(Excerpts from a detection dataset)
══════════════════════════════
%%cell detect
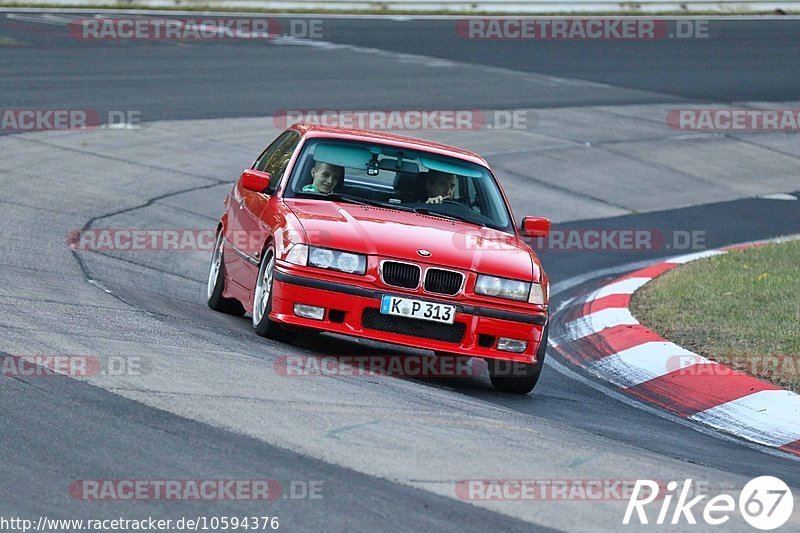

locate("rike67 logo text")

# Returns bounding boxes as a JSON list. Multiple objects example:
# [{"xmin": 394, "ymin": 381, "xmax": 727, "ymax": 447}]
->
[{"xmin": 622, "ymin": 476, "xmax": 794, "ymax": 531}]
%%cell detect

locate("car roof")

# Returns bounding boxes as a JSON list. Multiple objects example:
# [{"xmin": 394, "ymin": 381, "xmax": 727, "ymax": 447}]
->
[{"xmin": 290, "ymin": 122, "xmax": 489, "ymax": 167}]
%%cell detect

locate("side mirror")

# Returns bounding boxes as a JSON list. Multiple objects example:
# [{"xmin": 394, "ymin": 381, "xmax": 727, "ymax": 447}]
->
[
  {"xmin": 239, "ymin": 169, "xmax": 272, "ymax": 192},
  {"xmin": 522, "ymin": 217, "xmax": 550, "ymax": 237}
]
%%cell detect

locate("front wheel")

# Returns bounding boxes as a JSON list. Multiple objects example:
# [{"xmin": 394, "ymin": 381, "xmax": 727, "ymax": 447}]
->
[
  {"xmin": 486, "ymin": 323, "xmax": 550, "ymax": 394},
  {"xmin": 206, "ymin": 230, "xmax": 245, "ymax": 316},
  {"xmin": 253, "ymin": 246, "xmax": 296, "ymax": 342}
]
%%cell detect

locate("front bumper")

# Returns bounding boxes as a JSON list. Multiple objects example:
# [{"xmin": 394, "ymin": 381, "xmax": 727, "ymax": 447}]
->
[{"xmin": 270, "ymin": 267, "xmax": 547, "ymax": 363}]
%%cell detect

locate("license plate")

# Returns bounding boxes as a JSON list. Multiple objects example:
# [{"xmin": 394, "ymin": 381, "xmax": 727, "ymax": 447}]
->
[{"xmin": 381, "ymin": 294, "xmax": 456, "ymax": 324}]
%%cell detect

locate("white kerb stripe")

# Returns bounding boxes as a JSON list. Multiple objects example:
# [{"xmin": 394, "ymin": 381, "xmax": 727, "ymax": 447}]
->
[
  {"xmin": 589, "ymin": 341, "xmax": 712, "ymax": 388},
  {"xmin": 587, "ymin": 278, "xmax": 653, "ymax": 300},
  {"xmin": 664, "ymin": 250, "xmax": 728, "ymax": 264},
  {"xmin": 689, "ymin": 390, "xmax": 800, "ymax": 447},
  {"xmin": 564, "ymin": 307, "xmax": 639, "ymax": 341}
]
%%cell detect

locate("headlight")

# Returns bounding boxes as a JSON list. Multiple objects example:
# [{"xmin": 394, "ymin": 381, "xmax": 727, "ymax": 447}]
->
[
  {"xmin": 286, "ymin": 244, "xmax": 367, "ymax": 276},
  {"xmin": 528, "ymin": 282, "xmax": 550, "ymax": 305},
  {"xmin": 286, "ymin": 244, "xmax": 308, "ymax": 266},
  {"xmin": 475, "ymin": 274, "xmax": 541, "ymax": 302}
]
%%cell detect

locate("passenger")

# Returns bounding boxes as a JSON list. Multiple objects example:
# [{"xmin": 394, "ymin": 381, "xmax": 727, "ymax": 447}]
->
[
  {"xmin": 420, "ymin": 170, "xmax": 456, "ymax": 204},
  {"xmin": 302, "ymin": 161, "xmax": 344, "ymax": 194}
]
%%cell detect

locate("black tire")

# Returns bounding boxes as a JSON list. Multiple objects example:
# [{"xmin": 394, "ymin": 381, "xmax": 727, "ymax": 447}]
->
══════════════════════════════
GOAL OF THE EXERCISE -
Report every line in the rows above that contains the word "front".

EXPECTED OUTPUT -
locate("front wheel")
locate("front bumper")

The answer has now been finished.